Mehr als ein Film-Film
Von Kai Köhler
Man sucht ein paar Menschen, denen man vertraut, hält die Kamera drauf und schaut, was sich dann entwickelt. Die Story ist gar nicht so wichtig. Das jedenfalls ist die Vorstellung, die die Schriftstellerin Jun Hee (Lee Hye Yeong) von ihrem ersten Film hat. Zugleich ist diese Idee gar nicht so weit entfernt von dem, was man im mittlerweile 28. Werk des überaus produktiven koreanischen Regisseurs Hong Sang Soo sieht.
Hong vermeidet gewagte Neuansätze. Er hat seinen Stil gefunden und variiert allenfalls Elemente, was die rasche Folge seiner Filme erklärt. Das Figurenensemble bleibt stets überschaubar. Leute treffen sich in Alltagssituationen und sprechen. Das zeigt die Kamera in sehr langen, fast immer ruhigen Einstellungen. Klingt langweilig?

### Gespeicherte Einträge
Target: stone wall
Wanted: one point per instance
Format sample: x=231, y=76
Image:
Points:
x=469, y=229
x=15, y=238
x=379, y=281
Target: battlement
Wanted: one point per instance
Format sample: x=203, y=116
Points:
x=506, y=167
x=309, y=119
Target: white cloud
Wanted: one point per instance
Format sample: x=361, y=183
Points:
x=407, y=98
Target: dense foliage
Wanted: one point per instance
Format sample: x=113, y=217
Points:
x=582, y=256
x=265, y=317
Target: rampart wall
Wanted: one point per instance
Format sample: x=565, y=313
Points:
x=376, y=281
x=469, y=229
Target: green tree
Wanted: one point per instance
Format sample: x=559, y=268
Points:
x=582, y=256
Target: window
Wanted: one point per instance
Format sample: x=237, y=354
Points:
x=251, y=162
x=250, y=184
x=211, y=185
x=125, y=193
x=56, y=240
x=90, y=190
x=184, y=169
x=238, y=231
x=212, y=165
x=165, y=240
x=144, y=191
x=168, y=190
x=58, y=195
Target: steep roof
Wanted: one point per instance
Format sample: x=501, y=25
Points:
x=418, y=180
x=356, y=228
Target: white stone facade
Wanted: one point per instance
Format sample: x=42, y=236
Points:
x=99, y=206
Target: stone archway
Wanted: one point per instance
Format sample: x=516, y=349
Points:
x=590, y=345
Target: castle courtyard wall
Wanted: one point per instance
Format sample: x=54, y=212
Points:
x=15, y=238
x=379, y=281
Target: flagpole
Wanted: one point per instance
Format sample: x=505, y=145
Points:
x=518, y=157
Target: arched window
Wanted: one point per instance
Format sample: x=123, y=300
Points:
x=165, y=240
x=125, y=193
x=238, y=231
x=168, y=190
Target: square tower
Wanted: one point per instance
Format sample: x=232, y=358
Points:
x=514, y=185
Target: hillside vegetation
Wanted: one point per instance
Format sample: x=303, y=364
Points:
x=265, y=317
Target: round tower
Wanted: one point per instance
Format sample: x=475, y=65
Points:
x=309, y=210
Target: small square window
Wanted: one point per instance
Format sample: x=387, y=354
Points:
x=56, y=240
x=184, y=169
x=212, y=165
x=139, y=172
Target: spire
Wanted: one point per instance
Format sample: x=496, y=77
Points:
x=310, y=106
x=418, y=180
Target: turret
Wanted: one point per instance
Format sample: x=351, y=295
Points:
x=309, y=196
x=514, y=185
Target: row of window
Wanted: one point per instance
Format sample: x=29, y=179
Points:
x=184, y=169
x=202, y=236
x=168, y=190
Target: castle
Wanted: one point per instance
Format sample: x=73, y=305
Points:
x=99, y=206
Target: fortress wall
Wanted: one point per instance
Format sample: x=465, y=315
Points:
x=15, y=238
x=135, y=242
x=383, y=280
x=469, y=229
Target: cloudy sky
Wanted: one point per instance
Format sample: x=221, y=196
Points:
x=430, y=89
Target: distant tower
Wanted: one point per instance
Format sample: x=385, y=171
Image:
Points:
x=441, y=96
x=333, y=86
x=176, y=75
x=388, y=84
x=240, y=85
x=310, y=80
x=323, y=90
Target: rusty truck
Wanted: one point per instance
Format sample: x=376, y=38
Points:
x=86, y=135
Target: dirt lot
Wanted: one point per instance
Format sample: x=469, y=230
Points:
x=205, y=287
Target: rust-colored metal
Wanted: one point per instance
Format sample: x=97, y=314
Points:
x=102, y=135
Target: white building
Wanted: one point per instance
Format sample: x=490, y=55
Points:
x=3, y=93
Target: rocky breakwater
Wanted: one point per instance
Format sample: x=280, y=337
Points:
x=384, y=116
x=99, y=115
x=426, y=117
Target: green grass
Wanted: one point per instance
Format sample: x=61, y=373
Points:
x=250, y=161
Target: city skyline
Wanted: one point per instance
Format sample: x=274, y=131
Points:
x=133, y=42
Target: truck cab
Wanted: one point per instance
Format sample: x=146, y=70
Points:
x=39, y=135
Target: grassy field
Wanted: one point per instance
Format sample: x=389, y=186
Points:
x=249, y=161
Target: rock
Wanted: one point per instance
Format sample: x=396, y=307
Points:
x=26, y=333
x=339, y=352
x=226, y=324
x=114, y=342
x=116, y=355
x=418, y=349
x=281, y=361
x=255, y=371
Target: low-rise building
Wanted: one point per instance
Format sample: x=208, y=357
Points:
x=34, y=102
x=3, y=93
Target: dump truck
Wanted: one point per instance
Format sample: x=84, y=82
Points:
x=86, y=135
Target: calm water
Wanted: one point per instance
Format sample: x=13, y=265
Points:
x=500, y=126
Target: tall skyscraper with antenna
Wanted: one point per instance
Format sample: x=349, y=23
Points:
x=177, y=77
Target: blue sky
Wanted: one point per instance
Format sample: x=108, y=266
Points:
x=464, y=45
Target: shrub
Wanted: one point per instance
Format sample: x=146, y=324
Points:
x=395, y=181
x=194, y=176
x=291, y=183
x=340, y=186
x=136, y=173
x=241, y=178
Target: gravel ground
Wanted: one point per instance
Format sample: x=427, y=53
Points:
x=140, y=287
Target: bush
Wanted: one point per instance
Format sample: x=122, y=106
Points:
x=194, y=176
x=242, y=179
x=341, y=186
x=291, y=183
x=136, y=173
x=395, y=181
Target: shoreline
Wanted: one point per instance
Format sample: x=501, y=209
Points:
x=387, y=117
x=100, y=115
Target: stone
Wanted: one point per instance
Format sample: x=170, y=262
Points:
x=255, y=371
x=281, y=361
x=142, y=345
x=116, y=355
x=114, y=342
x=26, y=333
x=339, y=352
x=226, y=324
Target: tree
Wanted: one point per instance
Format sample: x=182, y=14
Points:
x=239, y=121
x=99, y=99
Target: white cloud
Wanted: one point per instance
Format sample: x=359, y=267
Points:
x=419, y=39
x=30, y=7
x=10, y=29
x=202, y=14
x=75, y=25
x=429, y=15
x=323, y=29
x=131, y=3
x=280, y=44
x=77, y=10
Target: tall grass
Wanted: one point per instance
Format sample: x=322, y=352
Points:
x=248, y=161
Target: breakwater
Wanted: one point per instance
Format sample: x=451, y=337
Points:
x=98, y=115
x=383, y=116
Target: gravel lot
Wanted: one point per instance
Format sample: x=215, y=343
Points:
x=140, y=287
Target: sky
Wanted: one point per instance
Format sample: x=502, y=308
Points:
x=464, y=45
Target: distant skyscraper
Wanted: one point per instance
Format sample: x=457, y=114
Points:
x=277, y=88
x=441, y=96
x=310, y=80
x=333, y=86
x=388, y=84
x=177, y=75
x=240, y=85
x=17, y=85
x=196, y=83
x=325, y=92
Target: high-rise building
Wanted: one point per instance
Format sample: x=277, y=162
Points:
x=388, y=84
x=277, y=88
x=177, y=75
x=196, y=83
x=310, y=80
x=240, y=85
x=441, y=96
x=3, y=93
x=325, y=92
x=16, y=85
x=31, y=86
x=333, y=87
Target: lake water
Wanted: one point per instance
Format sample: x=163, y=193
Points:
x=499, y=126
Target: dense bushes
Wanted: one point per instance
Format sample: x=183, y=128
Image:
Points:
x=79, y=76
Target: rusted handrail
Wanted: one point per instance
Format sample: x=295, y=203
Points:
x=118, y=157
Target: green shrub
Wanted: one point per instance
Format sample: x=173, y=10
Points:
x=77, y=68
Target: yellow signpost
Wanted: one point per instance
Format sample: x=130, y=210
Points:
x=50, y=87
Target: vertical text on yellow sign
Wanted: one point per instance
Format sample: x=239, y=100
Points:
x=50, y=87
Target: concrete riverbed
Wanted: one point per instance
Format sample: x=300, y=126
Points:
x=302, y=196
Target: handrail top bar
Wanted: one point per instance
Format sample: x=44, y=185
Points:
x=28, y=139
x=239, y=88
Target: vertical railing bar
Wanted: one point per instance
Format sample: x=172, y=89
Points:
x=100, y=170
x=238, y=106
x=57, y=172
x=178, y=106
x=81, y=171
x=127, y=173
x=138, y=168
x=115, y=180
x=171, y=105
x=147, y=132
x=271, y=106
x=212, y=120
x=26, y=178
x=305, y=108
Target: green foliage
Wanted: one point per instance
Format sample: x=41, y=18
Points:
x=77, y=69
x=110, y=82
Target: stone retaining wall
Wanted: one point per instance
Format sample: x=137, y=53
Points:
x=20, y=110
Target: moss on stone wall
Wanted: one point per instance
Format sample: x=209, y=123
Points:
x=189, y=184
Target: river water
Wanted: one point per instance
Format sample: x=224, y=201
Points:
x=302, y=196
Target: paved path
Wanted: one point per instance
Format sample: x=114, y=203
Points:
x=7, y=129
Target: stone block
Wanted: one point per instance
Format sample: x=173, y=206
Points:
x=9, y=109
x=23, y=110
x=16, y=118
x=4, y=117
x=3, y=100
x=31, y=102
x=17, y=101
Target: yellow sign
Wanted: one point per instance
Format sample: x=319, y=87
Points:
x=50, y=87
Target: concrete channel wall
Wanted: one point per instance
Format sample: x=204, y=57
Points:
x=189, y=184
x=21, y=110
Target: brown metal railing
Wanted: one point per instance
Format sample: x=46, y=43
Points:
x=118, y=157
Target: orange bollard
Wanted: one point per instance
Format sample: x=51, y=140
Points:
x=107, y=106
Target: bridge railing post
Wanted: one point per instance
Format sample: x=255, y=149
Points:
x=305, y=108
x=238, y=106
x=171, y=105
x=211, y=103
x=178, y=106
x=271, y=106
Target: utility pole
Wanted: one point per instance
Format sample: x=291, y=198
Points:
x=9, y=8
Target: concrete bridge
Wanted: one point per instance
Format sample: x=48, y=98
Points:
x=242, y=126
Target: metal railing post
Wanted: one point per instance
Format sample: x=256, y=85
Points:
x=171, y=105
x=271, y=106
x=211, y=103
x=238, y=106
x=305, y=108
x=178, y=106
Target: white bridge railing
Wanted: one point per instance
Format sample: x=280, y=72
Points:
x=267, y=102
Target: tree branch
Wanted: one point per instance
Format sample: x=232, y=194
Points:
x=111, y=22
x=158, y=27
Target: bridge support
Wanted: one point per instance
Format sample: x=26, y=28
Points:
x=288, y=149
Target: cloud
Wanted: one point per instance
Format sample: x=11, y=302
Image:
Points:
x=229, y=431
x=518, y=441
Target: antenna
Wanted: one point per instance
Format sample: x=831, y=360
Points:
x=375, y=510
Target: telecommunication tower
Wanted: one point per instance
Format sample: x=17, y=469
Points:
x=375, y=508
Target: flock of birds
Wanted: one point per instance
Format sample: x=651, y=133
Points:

### Deine Aufgabe
Was sagt die Filmkritik zu den folgenden Punkten?
(a) Welchen Beruf hat Jun Hee?
(b) Wodurch erklärt sich die rasche Folge von Hongs Filmen?
(c) Wie zeigt die Kamera die Treffen der Leute?

### Ergebnis der Übung
(a) Sie ist Schriftstellerin.
(b) Hong hat seinen Stil gefunden und variiert allenfalls Elemente.
(c) In sehr langen, fast immer ruhigen Einstellungen.